◆ **Recorded data**:
*-*-*

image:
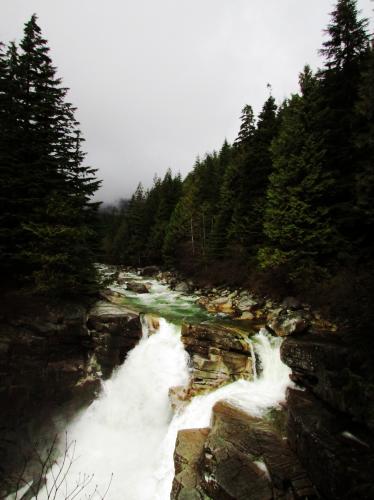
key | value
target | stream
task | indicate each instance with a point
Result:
(121, 447)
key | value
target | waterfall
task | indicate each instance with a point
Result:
(253, 356)
(255, 397)
(129, 431)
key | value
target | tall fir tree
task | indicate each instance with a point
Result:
(297, 224)
(54, 224)
(254, 166)
(345, 52)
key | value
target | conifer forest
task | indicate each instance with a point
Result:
(290, 202)
(207, 334)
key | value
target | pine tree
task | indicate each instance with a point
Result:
(364, 142)
(54, 223)
(345, 52)
(297, 223)
(247, 127)
(254, 166)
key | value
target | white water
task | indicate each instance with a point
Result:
(130, 430)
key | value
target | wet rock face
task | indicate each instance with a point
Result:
(136, 287)
(44, 375)
(218, 355)
(330, 423)
(239, 458)
(285, 322)
(187, 455)
(114, 330)
(327, 367)
(338, 456)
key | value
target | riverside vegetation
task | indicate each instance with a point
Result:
(287, 207)
(287, 210)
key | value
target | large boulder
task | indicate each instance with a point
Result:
(239, 458)
(285, 322)
(114, 330)
(338, 456)
(149, 271)
(183, 287)
(329, 368)
(219, 355)
(137, 287)
(187, 454)
(221, 305)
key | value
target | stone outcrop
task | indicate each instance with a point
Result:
(239, 458)
(114, 331)
(136, 287)
(339, 457)
(286, 322)
(150, 271)
(334, 372)
(330, 423)
(51, 364)
(187, 455)
(218, 354)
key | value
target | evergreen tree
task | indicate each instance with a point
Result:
(247, 127)
(297, 223)
(364, 141)
(345, 52)
(254, 165)
(53, 227)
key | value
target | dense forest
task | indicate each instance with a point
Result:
(47, 218)
(290, 203)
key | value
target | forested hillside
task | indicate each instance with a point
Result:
(47, 218)
(290, 202)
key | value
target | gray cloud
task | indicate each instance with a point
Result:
(158, 82)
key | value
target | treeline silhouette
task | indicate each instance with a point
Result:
(290, 203)
(47, 220)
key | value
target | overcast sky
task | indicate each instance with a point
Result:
(158, 82)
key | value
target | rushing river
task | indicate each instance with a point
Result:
(125, 439)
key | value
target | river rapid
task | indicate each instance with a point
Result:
(121, 447)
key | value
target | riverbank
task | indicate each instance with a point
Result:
(329, 421)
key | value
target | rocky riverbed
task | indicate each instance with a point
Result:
(53, 359)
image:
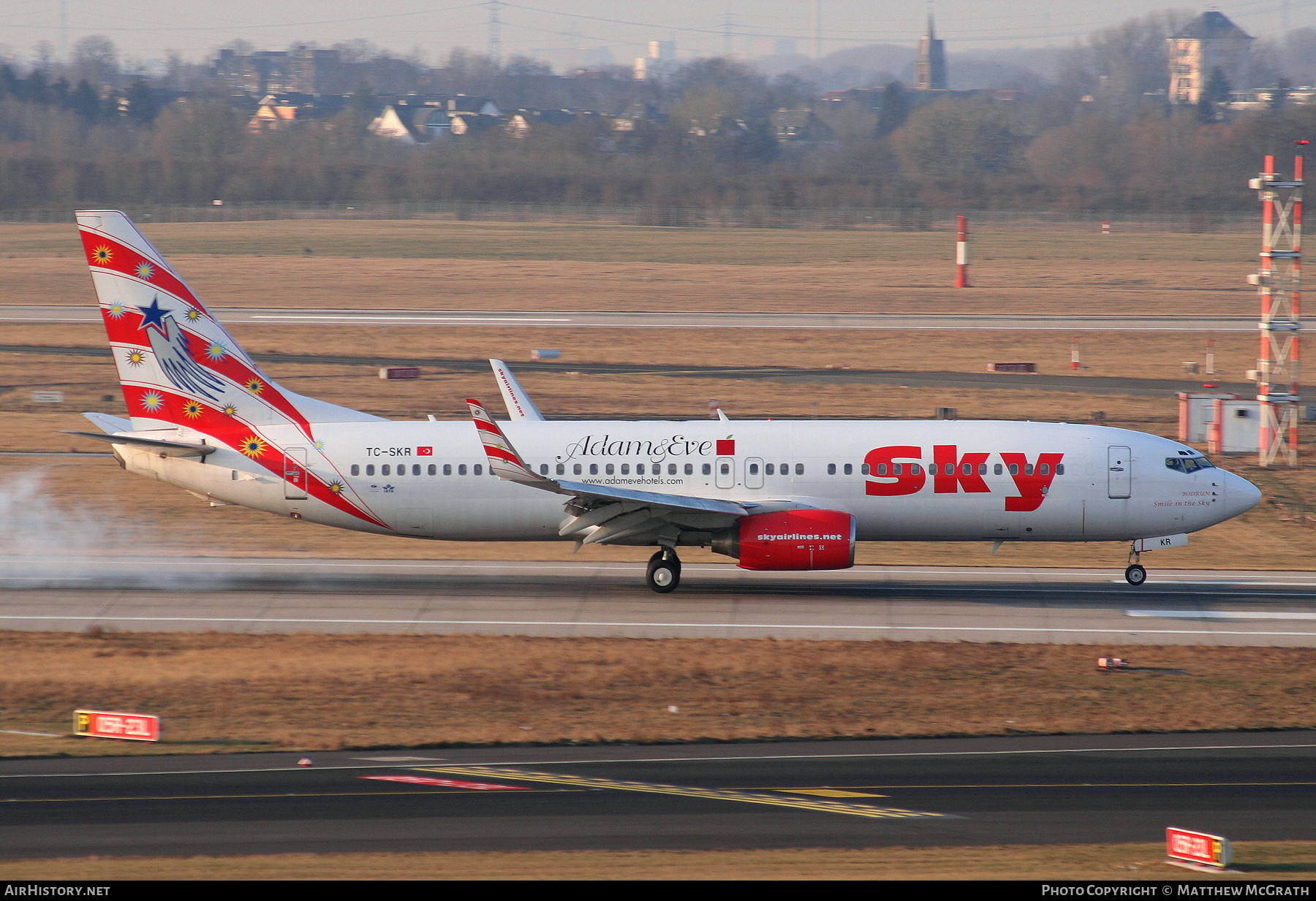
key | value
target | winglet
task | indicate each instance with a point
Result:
(504, 462)
(519, 404)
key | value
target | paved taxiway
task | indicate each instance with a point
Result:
(921, 792)
(610, 600)
(682, 320)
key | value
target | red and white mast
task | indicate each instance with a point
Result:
(1279, 287)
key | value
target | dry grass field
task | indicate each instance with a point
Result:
(1269, 861)
(582, 267)
(281, 687)
(228, 692)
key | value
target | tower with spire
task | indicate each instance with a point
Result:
(929, 72)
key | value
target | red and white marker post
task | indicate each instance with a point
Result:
(962, 251)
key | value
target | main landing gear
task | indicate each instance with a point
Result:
(1135, 575)
(664, 572)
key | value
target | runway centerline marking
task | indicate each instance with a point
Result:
(686, 791)
(697, 759)
(256, 620)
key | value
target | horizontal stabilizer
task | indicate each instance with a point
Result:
(164, 447)
(110, 424)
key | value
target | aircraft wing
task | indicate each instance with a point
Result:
(603, 513)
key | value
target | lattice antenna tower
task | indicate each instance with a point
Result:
(1279, 287)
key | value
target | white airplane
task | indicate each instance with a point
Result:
(774, 495)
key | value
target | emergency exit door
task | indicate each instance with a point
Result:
(1119, 471)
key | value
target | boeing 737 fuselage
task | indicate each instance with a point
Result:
(774, 495)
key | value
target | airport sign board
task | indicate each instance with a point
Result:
(1198, 848)
(129, 726)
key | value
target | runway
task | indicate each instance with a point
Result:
(579, 598)
(914, 794)
(659, 320)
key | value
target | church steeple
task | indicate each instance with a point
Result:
(929, 72)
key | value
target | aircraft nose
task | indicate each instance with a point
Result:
(1240, 495)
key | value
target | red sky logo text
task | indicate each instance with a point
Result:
(901, 470)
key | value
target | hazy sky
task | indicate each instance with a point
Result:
(556, 29)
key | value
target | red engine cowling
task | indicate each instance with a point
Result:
(793, 539)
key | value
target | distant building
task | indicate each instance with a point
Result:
(1207, 44)
(929, 72)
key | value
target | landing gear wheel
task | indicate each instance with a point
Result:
(664, 572)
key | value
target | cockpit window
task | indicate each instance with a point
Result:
(1189, 463)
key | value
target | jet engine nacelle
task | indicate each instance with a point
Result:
(791, 539)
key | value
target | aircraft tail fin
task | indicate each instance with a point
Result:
(178, 366)
(504, 462)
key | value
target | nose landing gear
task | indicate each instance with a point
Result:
(1136, 574)
(664, 572)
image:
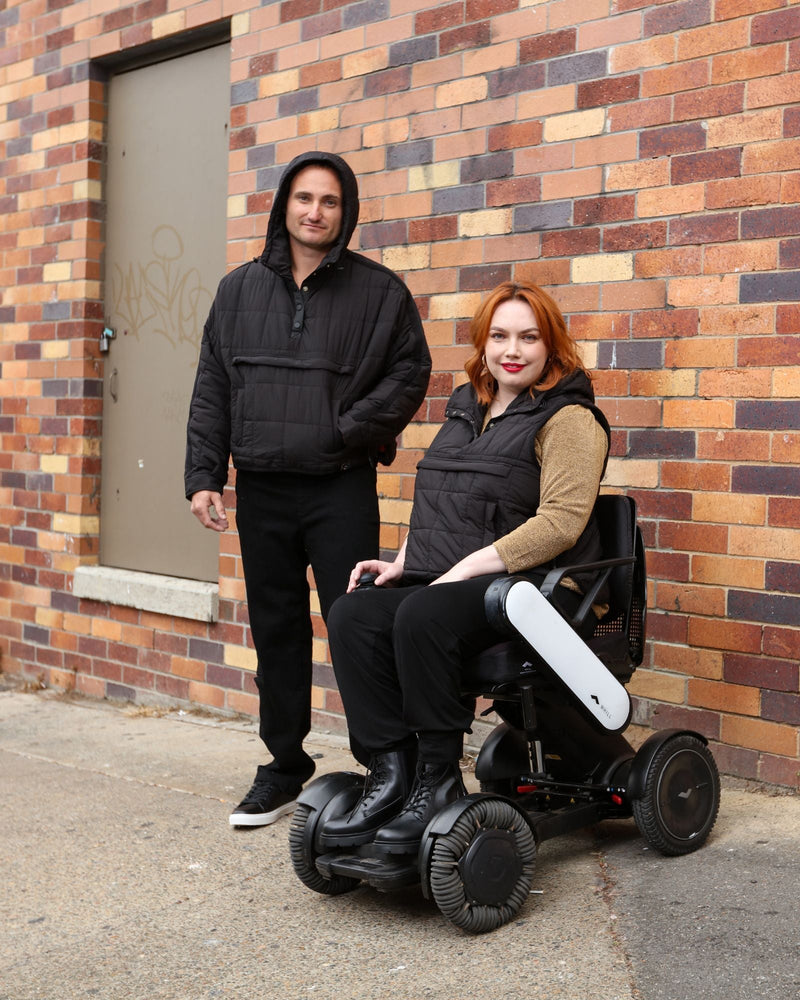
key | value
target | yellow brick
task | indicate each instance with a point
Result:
(433, 175)
(631, 472)
(602, 267)
(56, 464)
(59, 271)
(455, 306)
(318, 121)
(76, 524)
(419, 435)
(171, 24)
(407, 258)
(574, 125)
(395, 511)
(279, 83)
(241, 656)
(240, 24)
(386, 133)
(466, 91)
(362, 63)
(237, 206)
(487, 222)
(661, 687)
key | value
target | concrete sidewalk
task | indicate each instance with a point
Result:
(122, 880)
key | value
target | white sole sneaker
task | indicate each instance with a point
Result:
(261, 819)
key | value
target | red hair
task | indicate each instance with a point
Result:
(562, 352)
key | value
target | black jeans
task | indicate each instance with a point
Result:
(287, 522)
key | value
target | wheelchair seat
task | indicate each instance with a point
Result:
(616, 638)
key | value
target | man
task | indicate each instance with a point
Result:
(313, 360)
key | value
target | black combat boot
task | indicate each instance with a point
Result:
(386, 788)
(435, 786)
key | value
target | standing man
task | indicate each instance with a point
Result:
(313, 360)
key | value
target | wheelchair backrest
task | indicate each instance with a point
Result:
(621, 538)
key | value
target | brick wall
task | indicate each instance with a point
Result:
(641, 160)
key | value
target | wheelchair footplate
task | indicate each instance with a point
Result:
(382, 872)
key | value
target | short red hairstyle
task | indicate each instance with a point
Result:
(562, 352)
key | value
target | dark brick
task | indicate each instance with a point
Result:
(225, 677)
(672, 139)
(639, 236)
(783, 577)
(634, 355)
(430, 230)
(606, 208)
(672, 17)
(415, 50)
(367, 12)
(211, 652)
(767, 223)
(656, 443)
(767, 480)
(438, 17)
(552, 215)
(570, 242)
(584, 66)
(459, 199)
(775, 27)
(388, 81)
(601, 93)
(409, 154)
(706, 166)
(294, 10)
(384, 234)
(469, 36)
(760, 671)
(481, 168)
(783, 286)
(481, 277)
(768, 414)
(700, 230)
(541, 47)
(780, 707)
(515, 80)
(772, 609)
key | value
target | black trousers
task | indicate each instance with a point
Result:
(398, 654)
(287, 522)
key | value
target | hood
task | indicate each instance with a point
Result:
(276, 247)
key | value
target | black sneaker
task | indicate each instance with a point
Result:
(263, 804)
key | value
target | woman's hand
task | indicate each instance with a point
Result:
(386, 572)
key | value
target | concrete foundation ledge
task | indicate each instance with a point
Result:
(167, 595)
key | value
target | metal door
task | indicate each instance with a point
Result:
(165, 252)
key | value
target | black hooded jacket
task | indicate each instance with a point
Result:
(314, 379)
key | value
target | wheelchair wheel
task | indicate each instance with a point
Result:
(481, 870)
(680, 801)
(303, 855)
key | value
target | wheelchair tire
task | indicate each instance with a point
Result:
(680, 801)
(302, 854)
(481, 870)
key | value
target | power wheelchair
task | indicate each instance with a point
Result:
(557, 761)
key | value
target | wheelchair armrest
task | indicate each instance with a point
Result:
(603, 567)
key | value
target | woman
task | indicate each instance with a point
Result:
(507, 486)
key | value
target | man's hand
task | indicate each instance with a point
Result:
(209, 510)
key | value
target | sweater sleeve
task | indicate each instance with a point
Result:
(571, 449)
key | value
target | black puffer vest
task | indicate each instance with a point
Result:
(472, 488)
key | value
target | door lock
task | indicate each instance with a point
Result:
(106, 336)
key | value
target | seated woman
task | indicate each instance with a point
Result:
(507, 486)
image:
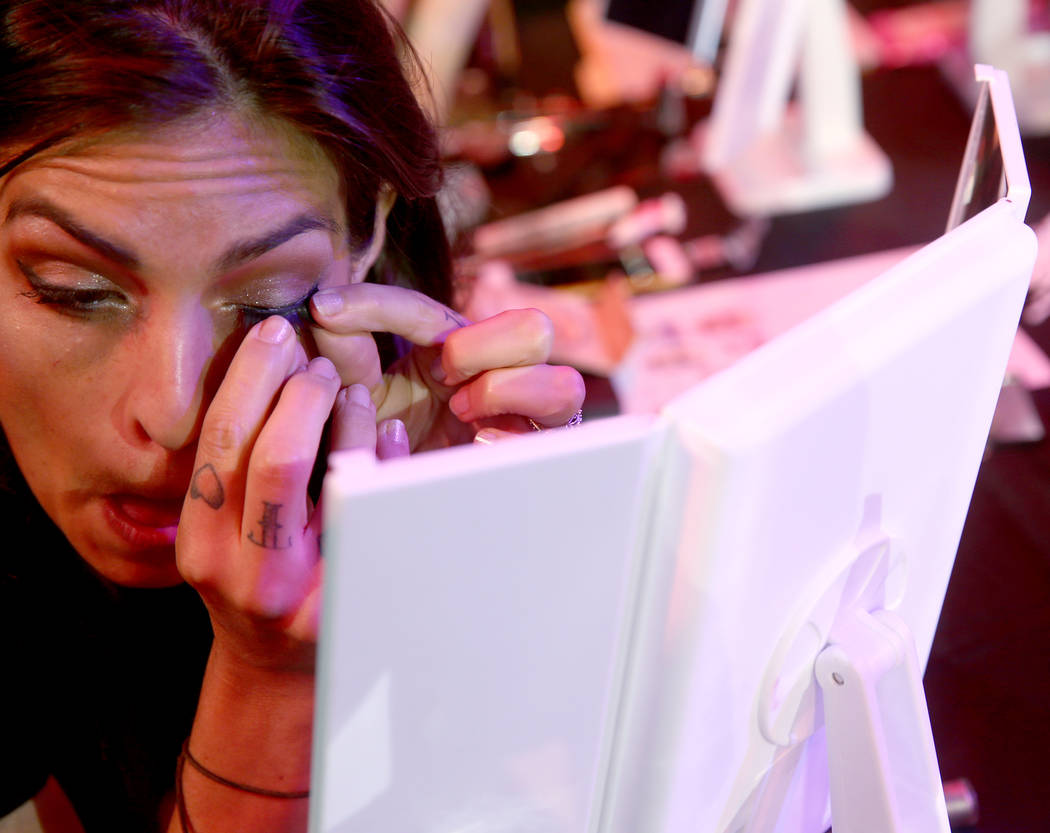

*-*-*

Count the lines of the data above that contain the word "wheelchair". Give only the number.

7